## Document extract
=======
Building an Anti-Spam solution on Sun

SpamAssassin, Amavisd-New, and Sendmail on Solaris.

Jason B Consorti

The scourge of Spam can be tackled with the ultimate tool in today's arsenal: SpamAssassin. Here is how to build a single or dual server mail infrastructure with Solaris. You can easily adapt this to your favorite flavor of Unix.

Theory of Operation

Mail hits Sendmail. Sendmail talks to its Milter library, by sending content, header and envelope information. Sendmail expects back a thumbs up, thumbs down, or a shoulder shrug (Yes, No, Not Enough Info). Milter talks to Amavis-Milter (included in Amavisd-new), to get this information. Amavis-Milter is basically just a facilitating pipe to the Amavisd-new daemon. The Amavisd daemon then fires up SpamAssassin.
=======
## Data lines

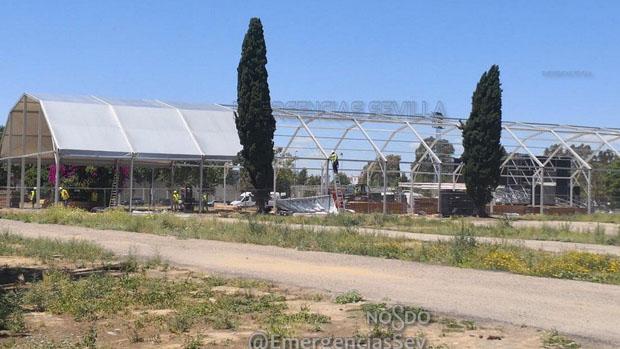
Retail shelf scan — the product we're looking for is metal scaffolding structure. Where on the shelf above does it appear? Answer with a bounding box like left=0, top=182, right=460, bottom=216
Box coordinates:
left=247, top=106, right=620, bottom=213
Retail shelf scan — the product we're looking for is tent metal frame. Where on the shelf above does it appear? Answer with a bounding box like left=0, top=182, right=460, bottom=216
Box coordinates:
left=0, top=94, right=620, bottom=213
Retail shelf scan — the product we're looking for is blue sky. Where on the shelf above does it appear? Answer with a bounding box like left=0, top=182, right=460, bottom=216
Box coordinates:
left=0, top=0, right=620, bottom=127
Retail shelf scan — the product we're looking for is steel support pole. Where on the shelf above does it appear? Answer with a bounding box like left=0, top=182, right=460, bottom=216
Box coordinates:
left=532, top=173, right=538, bottom=207
left=19, top=157, right=26, bottom=208
left=540, top=170, right=545, bottom=215
left=19, top=96, right=28, bottom=208
left=4, top=114, right=13, bottom=208
left=586, top=169, right=592, bottom=214
left=568, top=176, right=575, bottom=207
left=383, top=160, right=387, bottom=215
left=224, top=163, right=228, bottom=205
left=149, top=167, right=155, bottom=208
left=129, top=155, right=134, bottom=214
left=323, top=160, right=329, bottom=195
left=6, top=160, right=11, bottom=208
left=437, top=163, right=441, bottom=215
left=409, top=170, right=415, bottom=215
left=198, top=157, right=205, bottom=213
left=35, top=110, right=43, bottom=208
left=274, top=161, right=278, bottom=214
left=170, top=161, right=174, bottom=211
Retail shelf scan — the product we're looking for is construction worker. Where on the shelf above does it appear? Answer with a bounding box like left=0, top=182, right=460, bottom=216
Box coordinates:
left=90, top=190, right=99, bottom=205
left=30, top=187, right=37, bottom=208
left=172, top=190, right=181, bottom=211
left=329, top=151, right=338, bottom=174
left=59, top=187, right=69, bottom=207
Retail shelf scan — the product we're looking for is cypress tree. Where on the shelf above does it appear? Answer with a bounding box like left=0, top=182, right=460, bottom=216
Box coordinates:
left=462, top=65, right=505, bottom=216
left=235, top=18, right=276, bottom=213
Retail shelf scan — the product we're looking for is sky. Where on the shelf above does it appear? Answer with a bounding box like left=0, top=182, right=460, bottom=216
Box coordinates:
left=0, top=0, right=620, bottom=127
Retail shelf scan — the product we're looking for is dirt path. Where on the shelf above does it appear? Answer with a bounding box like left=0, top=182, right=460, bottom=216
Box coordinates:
left=0, top=220, right=620, bottom=345
left=214, top=217, right=620, bottom=256
left=470, top=218, right=620, bottom=235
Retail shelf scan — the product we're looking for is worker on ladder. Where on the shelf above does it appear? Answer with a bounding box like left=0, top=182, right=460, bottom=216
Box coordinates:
left=30, top=187, right=37, bottom=208
left=172, top=190, right=181, bottom=211
left=59, top=187, right=69, bottom=207
left=329, top=151, right=339, bottom=175
left=329, top=151, right=344, bottom=209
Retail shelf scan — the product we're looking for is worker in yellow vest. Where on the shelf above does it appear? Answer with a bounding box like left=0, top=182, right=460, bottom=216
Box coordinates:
left=172, top=190, right=181, bottom=211
left=59, top=187, right=69, bottom=207
left=30, top=187, right=37, bottom=208
left=202, top=192, right=209, bottom=212
left=329, top=151, right=339, bottom=174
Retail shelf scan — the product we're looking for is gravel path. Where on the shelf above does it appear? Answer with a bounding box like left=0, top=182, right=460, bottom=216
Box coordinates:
left=212, top=217, right=620, bottom=256
left=471, top=218, right=620, bottom=236
left=0, top=220, right=620, bottom=346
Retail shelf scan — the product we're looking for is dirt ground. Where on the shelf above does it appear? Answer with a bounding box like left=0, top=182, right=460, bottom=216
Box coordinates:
left=0, top=256, right=605, bottom=348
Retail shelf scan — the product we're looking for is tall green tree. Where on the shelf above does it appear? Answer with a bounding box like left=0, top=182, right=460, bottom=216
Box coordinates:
left=463, top=65, right=505, bottom=216
left=235, top=18, right=276, bottom=213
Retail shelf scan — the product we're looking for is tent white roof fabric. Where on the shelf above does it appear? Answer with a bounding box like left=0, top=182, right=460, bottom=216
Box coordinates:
left=2, top=94, right=241, bottom=161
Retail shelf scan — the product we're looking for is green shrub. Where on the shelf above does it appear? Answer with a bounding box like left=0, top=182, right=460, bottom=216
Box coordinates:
left=0, top=290, right=25, bottom=333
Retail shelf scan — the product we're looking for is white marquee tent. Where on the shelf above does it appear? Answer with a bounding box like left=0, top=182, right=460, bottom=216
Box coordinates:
left=0, top=94, right=241, bottom=207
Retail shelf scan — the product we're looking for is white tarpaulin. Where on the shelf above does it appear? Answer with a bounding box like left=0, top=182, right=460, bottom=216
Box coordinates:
left=2, top=94, right=241, bottom=161
left=276, top=195, right=338, bottom=213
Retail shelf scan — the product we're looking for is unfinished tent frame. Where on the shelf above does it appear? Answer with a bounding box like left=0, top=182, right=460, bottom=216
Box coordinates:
left=1, top=94, right=241, bottom=210
left=258, top=109, right=620, bottom=214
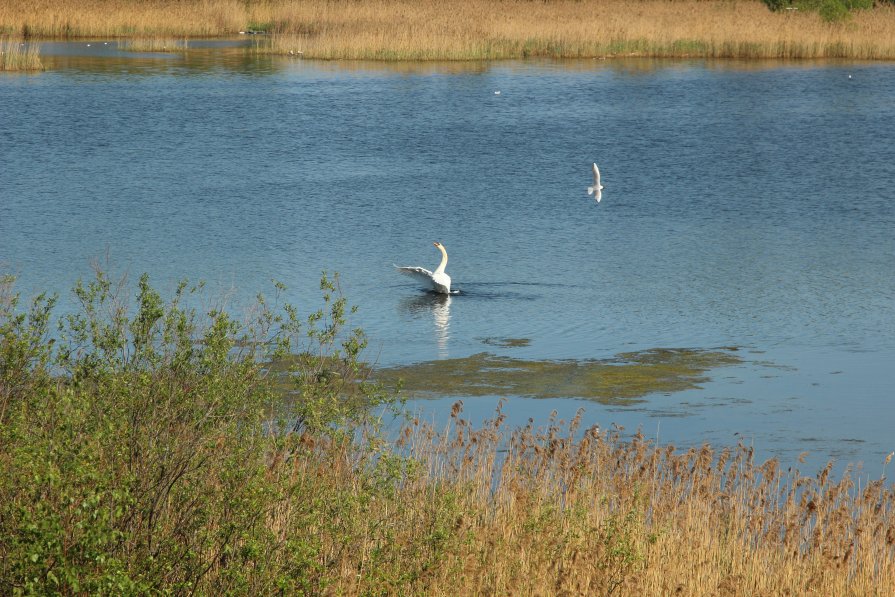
=======
Reproduce the passage of the anti-spam guide from "SpamAssassin, Amavisd-New, and" up to and including "flavor of Unix.", word for word. The items are separate from the anti-spam guide above.

## Reply
SpamAssassin, Amavisd-New, and Sendmail on Solaris.

Jason B Consorti

The scourge of Spam can be tackled with the ultimate tool in today's arsenal: SpamAssassin. Here is how to build a single or dual server mail infrastructure with Solaris. You can easily adapt this to your favorite flavor of Unix.